++++ Records supplied

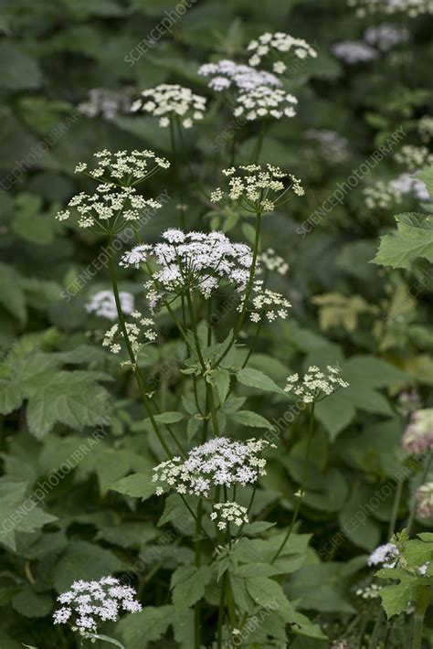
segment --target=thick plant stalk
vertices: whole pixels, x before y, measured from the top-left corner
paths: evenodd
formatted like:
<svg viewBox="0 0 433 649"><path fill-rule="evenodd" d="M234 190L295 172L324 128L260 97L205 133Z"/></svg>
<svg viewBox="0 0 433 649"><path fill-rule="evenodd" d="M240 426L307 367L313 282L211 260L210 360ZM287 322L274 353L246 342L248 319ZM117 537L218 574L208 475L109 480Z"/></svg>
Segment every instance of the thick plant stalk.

++++++++

Without the pictures, extract every entry verbatim.

## Written reply
segment --target=thick plant stalk
vertices: whole pixels, x before y, measured from the top-left corner
paths: evenodd
formatted like:
<svg viewBox="0 0 433 649"><path fill-rule="evenodd" d="M234 190L295 172L324 128L260 97L205 133Z"/></svg>
<svg viewBox="0 0 433 649"><path fill-rule="evenodd" d="M240 426L307 367L313 282L211 260L210 360ZM287 322L274 353L246 342L248 319ZM117 537L218 574L208 475L109 480Z"/></svg>
Segment every instance of the thick plant stalk.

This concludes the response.